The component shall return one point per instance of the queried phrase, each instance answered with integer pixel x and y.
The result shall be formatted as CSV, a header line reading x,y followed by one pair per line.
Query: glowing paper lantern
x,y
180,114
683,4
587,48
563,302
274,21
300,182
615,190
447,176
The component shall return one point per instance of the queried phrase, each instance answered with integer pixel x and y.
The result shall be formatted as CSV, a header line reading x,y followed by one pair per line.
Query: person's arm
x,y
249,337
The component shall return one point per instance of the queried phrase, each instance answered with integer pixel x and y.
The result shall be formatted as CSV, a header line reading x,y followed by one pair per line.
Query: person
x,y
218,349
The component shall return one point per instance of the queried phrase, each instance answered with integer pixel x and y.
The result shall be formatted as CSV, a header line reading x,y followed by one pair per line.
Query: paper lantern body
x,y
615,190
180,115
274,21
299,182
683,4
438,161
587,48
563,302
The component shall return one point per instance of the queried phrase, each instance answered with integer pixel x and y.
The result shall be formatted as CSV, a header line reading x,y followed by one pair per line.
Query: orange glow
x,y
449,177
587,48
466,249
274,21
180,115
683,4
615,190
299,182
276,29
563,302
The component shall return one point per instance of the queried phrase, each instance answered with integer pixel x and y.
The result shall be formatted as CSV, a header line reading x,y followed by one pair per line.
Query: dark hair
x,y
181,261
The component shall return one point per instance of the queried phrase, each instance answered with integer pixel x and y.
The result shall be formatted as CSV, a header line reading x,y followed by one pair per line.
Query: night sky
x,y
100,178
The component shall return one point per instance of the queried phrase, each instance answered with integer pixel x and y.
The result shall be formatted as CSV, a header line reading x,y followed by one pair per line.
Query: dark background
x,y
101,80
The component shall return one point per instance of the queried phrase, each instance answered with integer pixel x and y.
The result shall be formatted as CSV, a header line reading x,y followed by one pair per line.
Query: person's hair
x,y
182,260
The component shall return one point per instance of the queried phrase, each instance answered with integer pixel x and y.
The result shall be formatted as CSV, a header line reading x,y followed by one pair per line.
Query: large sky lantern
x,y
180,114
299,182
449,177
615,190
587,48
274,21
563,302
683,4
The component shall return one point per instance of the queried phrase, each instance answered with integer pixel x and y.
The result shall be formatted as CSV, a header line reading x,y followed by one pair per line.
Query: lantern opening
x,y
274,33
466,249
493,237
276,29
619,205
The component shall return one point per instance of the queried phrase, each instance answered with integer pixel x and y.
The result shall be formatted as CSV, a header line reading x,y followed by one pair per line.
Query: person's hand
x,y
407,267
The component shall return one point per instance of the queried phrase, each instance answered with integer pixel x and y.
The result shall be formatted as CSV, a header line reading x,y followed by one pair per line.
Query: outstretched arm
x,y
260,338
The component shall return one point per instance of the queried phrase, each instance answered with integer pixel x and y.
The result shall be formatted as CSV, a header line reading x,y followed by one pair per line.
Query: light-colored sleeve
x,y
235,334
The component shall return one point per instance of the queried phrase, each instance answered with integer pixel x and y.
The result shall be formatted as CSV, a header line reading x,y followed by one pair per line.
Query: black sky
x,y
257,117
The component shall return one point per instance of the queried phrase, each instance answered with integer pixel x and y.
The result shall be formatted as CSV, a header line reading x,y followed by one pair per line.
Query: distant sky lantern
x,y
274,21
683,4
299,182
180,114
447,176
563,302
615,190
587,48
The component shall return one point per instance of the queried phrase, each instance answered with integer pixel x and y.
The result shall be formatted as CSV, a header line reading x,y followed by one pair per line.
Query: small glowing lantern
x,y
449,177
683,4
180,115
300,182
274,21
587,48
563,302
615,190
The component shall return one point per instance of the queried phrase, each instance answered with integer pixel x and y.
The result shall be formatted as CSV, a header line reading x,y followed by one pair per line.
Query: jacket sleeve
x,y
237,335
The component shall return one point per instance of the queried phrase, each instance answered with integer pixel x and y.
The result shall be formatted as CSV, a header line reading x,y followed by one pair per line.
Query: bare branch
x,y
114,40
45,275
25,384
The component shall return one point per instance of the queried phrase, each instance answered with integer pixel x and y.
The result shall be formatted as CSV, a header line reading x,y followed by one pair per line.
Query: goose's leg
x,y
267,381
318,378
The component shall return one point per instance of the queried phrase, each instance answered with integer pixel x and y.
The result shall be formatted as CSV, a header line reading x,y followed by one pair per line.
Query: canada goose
-*-
Task to carry out:
Each line of the material above must be retyped precisely.

Task answer:
The component shall return one point per instance of the queried phrase, each instance answered with integer pixel x and y.
The result shall be formatted as CSV, a header line reading x,y followed by one pair per line.
Query: glowing paper lantern
x,y
180,114
683,4
587,48
563,302
274,21
300,182
615,190
447,176
The component shall return one point per instance of the queried phrase, each instance answered with integer pixel x and y.
The result shall be formatted as CSV, a header line reading x,y followed by one pair per line.
Query: person's arm
x,y
249,337
The component shall return one point per instance of the queried phrase, each instance answered with integer pixel x and y.
The result shall be formatted as CSV, a header line reading x,y followed by one pair per line.
Query: person
x,y
218,349
The component shall return one point per instance of the queried phrase, each instance answered with integer pixel x and y.
The result shall be formatted as CSV, a header line reading x,y followed by one pair per line.
Query: paper lantern body
x,y
615,190
180,115
274,21
299,182
683,4
438,161
587,48
563,302
The component shall return one point per instance of the queried phrase, each instance answered with integer pixel x and y.
The result shall be formatted as CSV, a header line reading x,y followed by one pair per line.
Query: orange glow
x,y
449,177
587,48
466,249
274,21
180,115
683,4
615,190
299,182
276,29
563,302
The component shall return one point per instance of the queried phrase, each instance answered with integer pixel x and y.
The result shall be formatted as CSV, a header line reading x,y followed by one pair per line.
Query: dark hair
x,y
181,261
The component shall return one point per instance of the queried phrase, each instance answered with integer pixel x and y.
The result shall be formatted as CSV, a header line reading x,y followed by one pair per line.
Query: night sky
x,y
100,178
The component shall return one point per instance of the queried phrase, each instance answered with integer pixel x and y.
The result shall be formatted as CSV, a header line reading x,y followed by one pair per line.
Query: dark background
x,y
101,80
The component shall return one point per instance of the queried phrase, each instance answered with integer pixel x and y.
The result shall be formatted as CSV, a header line reading x,y followed by one pair per line.
Query: person's hair
x,y
182,260
The component shall return one point per instance of the queried phrase, each instance answered with integer pixel x and y.
The result shall be formatted as CSV, a header line reading x,y followed by one pair per line.
Query: large sky lantern
x,y
180,114
299,182
449,177
615,190
587,48
274,21
563,302
683,4
The component shall return one point per instance of the queried phrase, each instance answered with integer pixel x and y.
The result shall be formatted as CSV, a header line reading x,y followed by one pair per line.
Query: lantern opening
x,y
274,33
466,249
493,237
276,29
619,205
The component shall return one point per instance of the queried phrase, each instance answered with integer pixel x and y.
The result shall be formatted as CSV, a header line reading x,y followed by one pair per line.
Query: person's hand
x,y
407,267
The component shall return one point per instance of the queried phrase, each instance answered with integer pixel x and y.
The result shall be formatted as CSV, a header line reading x,y followed by one pair per line.
Query: outstretched arm
x,y
260,338
The component shall return one point per instance of the queried phrase, each instance answered with integer pixel x and y.
The result shall be formatted as CSV, a header line reading x,y followed by one pair per line.
Query: light-colored sleeve
x,y
235,334
The component shall return one point per instance of the queried phrase, each instance answered with integer pixel x and y.
The result shall be formatted as CSV, a header line reading x,y followed by one pair per line.
Query: black sky
x,y
257,117
The component shall return one point per instance of the queried phrase, each instance answered with integer pixel x and y.
The result shall be formatted as CSV, a header line reading x,y followed by one pair per line.
Query: distant sky lantern
x,y
274,21
683,4
299,182
180,114
447,176
563,302
615,190
587,48
The component shall return one point per instance of the queried phrase, each instance answered with integer pixel x and y.
The result shall be formatted as CSV, a header line reading x,y followed by one pair per line.
Query: small glowing lantern
x,y
449,177
683,4
180,115
300,182
274,21
587,48
563,302
615,190
The component shall return one point per instance of the queried phrase, each instance answered with integer pixel x and y.
The result shall be formatted as CSV, a header line reading x,y followed by one pair per line.
Query: jacket sleeve
x,y
237,335
The component shall return one point per instance of the queried phrase, each instance answered with integer pixel x and y.
The result shall be formatted as CSV, a header line reading x,y followed by one pair per line.
Query: bare branch
x,y
114,40
45,275
25,384
The component shall return one point per instance of the queried phrase, each instance answered with integer pixel x and y.
The result shall be formatted as CSV, a header line reading x,y followed by one pair per line.
Query: goose's leg
x,y
267,381
318,378
The component shall return one point per instance of the queried phrase, each instance answered with integer pixel x and y.
The result shall be formatted as CSV, a header line reading x,y followed by one pair per line.
Query: canada goose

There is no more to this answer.